- What you have to do
All of the records should come back exactly as written.

(Data records)
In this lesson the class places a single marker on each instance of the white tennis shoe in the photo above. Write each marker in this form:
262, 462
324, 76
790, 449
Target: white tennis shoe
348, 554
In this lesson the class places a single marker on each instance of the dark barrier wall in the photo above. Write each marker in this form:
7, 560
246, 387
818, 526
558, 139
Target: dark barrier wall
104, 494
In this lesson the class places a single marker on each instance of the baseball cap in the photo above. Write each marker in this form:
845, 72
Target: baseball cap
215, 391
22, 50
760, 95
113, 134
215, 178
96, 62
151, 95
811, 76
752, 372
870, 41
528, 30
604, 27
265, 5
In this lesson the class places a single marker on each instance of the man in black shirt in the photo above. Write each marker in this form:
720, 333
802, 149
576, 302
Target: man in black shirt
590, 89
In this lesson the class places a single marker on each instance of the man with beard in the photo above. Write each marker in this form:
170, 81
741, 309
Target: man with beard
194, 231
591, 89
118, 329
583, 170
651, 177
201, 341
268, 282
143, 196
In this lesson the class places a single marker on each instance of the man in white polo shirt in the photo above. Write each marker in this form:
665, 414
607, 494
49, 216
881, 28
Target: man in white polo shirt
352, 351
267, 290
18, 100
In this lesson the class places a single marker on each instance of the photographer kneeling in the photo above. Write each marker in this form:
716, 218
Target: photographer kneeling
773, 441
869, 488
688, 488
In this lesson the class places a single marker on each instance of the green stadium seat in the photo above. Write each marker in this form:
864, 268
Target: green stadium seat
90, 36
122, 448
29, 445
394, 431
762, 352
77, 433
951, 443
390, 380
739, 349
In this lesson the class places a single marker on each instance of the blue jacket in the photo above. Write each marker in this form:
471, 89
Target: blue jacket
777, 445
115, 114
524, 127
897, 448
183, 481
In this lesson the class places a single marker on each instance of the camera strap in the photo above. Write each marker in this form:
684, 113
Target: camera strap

- Task answer
In this lesson the class places a single marker on each instance of the white tennis shoe in the photo above. Write each marker in this form:
262, 462
324, 76
790, 449
Target: white tennis shoe
348, 554
In this lesson the class places a single marker on each instance of the dark barrier wall in the photo above. Write each marker in this form:
7, 560
246, 387
818, 526
558, 139
Target: dark barrier wall
104, 494
In this lesson the class places a single marker on each instance of the baseball cap in the photo above. Write each marker in this form:
845, 72
Target: baseball cap
215, 391
22, 50
760, 95
113, 134
215, 178
96, 62
151, 95
811, 76
752, 372
870, 41
528, 30
604, 27
265, 5
In this lesson the class places a single marker on each instance of the man in black shirt in the photo above. Write each marker in this form:
720, 333
802, 149
576, 302
Target: man in black shirt
590, 89
In this lesson the class places a single marker on each instance of the man with beard in the photo above. Write each marker in this form:
170, 81
741, 309
Target: man with beard
194, 231
591, 89
118, 329
583, 170
651, 177
201, 341
268, 282
143, 196
In this lesson the class places a single marker on each instance of the man in white polo shirt in the photo above. Write each marker in this form:
665, 414
607, 494
49, 216
881, 28
Target: man in white polo shirt
352, 351
267, 290
18, 100
In this lesson the class places a single marker on each instance of the photographer kneeling in the photo above. Write each marker in this form:
716, 218
Target: photographer kneeling
773, 441
869, 488
688, 488
In this lesson the class places a single marker on each instance of the green stadium seat in the photo above. Write each marker in this form:
864, 268
Target: green stadium seat
90, 36
122, 448
29, 445
394, 431
762, 352
77, 433
951, 443
390, 380
739, 349
In this lesson the class places a single marker on each instance of the blue jacket in the photo above. Write each marker in this form:
471, 89
Target: blue jacket
777, 445
115, 114
524, 127
897, 448
183, 481
In this lesson the class places a single marker on each instance of the camera strap in the photo above. Write each marker in this form:
684, 113
Target: camera strap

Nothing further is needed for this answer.